EXTRAIT À LIRE.
-=-=-=-=-

Asli Çavusoglu, Pink as a Cabbage/Green as an Onion/Blue as an Orange
English version below
Comment les soulèvements sociaux de la dernière décennie en Turquie ont-ils transformé la façon dont nous réinventons les sites de résistance quotidienne ? Planter des graines peut-il constituer un acte politique ? Ces questions marquent le point de départ de Pink as a Cabbage / Green as an Onion / Blue as an Orange, première exposition personnelle de l’artiste Asli Çavuşoğlu en France (Istanbul, 1982) qui découle de sa résidence à KADIST Paris début 2020.
Suite aux manifestations de 2013 à Gezi Park (Istanbul), certaines personnes ont créé des jardins urbains sauvages afin de réaménager des terrains abandonnés, tandis que d’autres ont contribué à la sauvegarde des jardins historiques menacés par la rénovation urbaine. D’autres ont fondé des initiatives agricoles écologiques dans des zones rurales de la Turquie, élargissant le nombre de modèles existants pour défendre une agriculture durable, locale et coopérative. Cette exposition s’appuie sur plus d’une douzaine d’initiatives de ce genre, parfois récentes, parfois plus anciennes, qui proposent des formes de résistance fondées sur des affinités, des solidarités et des rêves collectifs. Elle présente une installation composée de textiles et de teintures naturels, comme une tentative de cartographier leurs histoires.

-=-=-=-=-

(Relevés d'étiquetage de lieux)
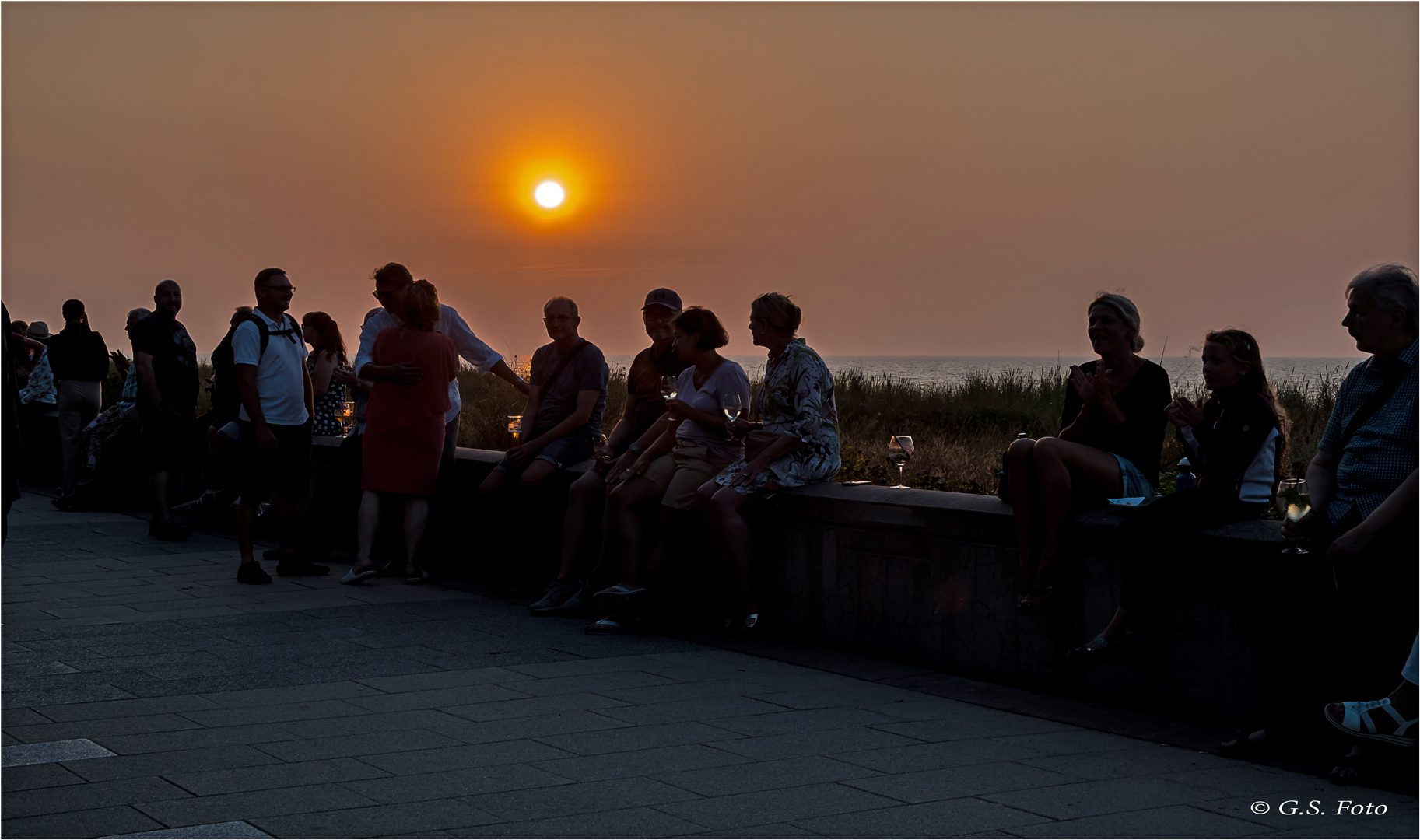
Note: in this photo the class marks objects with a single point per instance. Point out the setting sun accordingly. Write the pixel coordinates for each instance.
(549, 194)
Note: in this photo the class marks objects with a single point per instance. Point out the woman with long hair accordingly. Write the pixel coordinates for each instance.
(1236, 443)
(327, 356)
(404, 425)
(1108, 446)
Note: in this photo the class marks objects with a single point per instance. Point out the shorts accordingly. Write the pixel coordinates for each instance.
(681, 473)
(167, 437)
(561, 453)
(1131, 480)
(284, 470)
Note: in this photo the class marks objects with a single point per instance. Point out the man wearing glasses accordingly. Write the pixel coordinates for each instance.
(275, 422)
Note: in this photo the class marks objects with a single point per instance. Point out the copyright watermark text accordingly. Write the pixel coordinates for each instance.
(1315, 807)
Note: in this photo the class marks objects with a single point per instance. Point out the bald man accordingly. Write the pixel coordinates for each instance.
(167, 362)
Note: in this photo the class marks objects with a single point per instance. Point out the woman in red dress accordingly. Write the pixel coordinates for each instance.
(404, 423)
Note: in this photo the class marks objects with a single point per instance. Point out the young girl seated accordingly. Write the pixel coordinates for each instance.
(1236, 443)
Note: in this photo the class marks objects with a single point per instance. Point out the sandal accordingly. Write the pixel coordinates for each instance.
(1362, 719)
(611, 626)
(1092, 654)
(618, 597)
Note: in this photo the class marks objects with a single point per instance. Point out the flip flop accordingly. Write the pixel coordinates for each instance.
(618, 597)
(351, 578)
(609, 626)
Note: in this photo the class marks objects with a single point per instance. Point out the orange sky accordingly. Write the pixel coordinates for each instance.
(946, 179)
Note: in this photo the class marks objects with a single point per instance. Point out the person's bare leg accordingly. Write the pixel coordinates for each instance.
(535, 474)
(738, 551)
(158, 483)
(365, 528)
(246, 516)
(1022, 507)
(624, 516)
(585, 501)
(416, 516)
(1057, 461)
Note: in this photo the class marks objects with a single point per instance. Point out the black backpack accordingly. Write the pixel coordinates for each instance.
(226, 399)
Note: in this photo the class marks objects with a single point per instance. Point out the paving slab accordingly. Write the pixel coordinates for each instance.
(307, 710)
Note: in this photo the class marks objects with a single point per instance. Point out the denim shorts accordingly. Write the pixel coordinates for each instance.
(561, 453)
(1132, 483)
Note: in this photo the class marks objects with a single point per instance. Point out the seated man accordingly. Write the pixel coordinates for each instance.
(564, 415)
(587, 497)
(113, 437)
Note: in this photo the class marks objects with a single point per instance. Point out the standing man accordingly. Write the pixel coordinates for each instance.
(587, 497)
(1361, 530)
(79, 359)
(275, 422)
(167, 363)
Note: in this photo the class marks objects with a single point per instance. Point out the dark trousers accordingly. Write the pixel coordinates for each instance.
(1152, 538)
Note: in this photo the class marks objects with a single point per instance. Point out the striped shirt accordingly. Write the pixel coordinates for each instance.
(1382, 452)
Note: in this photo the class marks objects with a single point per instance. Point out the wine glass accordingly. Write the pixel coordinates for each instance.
(899, 452)
(1292, 492)
(347, 415)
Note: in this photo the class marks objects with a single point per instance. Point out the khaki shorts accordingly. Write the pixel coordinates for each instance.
(681, 473)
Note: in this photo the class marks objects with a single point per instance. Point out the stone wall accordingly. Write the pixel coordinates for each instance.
(932, 578)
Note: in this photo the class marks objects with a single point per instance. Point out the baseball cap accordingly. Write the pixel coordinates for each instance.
(662, 297)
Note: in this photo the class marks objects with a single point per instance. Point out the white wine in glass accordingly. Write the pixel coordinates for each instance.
(1297, 504)
(899, 452)
(731, 406)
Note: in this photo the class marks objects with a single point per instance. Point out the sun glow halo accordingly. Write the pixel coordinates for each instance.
(550, 194)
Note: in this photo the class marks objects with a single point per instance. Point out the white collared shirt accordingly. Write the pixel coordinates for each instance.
(473, 351)
(280, 371)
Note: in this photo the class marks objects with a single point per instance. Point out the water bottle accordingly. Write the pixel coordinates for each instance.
(1184, 478)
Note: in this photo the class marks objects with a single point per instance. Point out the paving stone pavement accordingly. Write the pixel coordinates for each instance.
(314, 710)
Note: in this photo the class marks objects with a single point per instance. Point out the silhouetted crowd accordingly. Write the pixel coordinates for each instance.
(696, 447)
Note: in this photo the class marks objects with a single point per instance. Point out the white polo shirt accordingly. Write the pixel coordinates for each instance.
(280, 372)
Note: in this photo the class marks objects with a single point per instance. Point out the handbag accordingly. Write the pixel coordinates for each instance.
(757, 442)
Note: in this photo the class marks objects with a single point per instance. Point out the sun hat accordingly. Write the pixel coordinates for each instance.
(662, 297)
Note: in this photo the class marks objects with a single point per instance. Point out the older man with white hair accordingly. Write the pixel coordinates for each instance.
(1345, 614)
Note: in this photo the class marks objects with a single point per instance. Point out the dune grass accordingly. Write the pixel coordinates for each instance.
(959, 430)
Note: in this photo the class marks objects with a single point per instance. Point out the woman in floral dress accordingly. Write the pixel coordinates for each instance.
(327, 356)
(795, 444)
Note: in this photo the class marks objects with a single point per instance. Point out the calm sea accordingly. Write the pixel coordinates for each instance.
(950, 369)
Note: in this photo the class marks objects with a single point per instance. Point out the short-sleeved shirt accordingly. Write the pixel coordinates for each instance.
(559, 399)
(1139, 439)
(175, 362)
(643, 383)
(726, 380)
(1382, 452)
(280, 371)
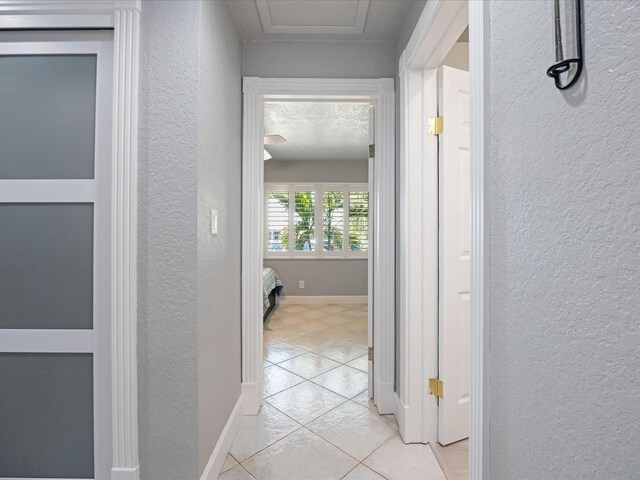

-=-=-=-=-

CONSIGNES.
1. Traduisez en anglais cette phrase du texte sur l'exposition : « Planter des graines peut-il constituer un acte politique ? »
2. D'après le texte sur l'exposition, sur combien d'initiatives cette exposition s'appuie-t-elle ?
3. Recopiez le passage du texte sur l'exposition qui commence par « Asli Çavusoglu, Pink » et se termine par « Paris début 2020. ».

CORRIGÉS.
1. Can planting seeds be a political act?

2. Sur plus d'une douzaine d'initiatives.

3.
Asli Çavusoglu, Pink as a Cabbage/Green as an Onion/Blue as an Orange
English version below
Comment les soulèvements sociaux de la dernière décennie en Turquie ont-ils transformé la façon dont nous réinventons les sites de résistance quotidienne ? Planter des graines peut-il constituer un acte politique ? Ces questions marquent le point de départ de Pink as a Cabbage / Green as an Onion / Blue as an Orange, première exposition personnelle de l’artiste Asli Çavuşoğlu en France (Istanbul, 1982) qui découle de sa résidence à KADIST Paris début 2020.